__Problem set__.
a – Quote everything in the supply chain partnership article from "Dell has supplier" down to "hours, Brown says.".
b – Pull out each line of the entries that contains the string "sandy".

__Document segment__.
══════════
Partnerships predominate
As a means to profitability - even survivability - linkages of dot coms to 3PLs or to proven players/brands may be the future for B2C.
By Tom Feare, Senior Editor -- Modern Materials Handling, 5/15/2001
Does anyone in business do it all anymore? Hardly, it seems, when talking about successful supply chain players in the e-commerce world.
Partnering is in. Alliances and collaborations are too. Indeed, the word, "collaboration," has a positive spin to it here. Within the context of its application to supply chains, there's very little of Webster's other, negative connotation of the word: working with an enemy invader.
Partnering, moreover, "isn't an elective any more. It's a required course," says Larry Brown, vice president, worldwide process technology and quality, Dell Computer Corp. About half of Dell's sales come from the Internet.
At ProMat 2001 Brown described his company's close relationships with just-in-time suppliers. Collaboration – including Internet links to suppliers – is helping drive Dell's parts inventories down to 3 hours of supply from 25 hours, for example.
Dell has supplier parts hubs, which are pinged electronically every 2 hours to prioritize the PC maker's parts requirements. These pings come as Dell refreshes its forecast of demand every 2 hours, Brown says.
Partner or perish?
How vital are close ties to supply chain partners? Others agree with Brown's view that they're required.
══════════
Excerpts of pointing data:
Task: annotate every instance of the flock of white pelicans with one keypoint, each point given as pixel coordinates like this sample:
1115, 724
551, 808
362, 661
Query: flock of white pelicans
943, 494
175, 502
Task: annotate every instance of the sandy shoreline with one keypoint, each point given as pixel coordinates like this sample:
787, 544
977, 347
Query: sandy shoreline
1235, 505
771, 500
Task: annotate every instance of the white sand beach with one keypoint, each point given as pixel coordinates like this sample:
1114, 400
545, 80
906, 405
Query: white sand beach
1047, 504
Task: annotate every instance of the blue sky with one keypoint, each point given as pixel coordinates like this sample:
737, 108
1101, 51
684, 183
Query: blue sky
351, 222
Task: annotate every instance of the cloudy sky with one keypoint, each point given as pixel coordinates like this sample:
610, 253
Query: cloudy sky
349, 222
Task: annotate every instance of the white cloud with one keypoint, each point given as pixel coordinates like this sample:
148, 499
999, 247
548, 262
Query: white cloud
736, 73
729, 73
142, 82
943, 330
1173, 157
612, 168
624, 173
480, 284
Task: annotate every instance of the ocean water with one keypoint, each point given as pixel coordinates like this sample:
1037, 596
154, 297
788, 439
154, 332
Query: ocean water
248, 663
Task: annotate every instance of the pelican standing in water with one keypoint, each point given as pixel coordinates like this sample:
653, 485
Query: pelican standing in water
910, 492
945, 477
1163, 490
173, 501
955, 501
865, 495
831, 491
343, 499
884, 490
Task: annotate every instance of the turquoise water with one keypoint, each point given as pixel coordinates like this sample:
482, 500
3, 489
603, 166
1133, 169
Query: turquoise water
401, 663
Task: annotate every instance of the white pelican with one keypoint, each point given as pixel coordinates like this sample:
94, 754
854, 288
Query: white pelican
══════════
__The answers__.
a –
Dell has supplier parts hubs, which are pinged electronically every 2 hours to prioritize the PC maker's parts requirements. These pings come as Dell refreshes its forecast of demand every 2 hours, Brown says.

b –
Task: annotate every instance of the sandy shoreline with one keypoint, each point given as pixel coordinates like this sample:
Query: sandy shoreline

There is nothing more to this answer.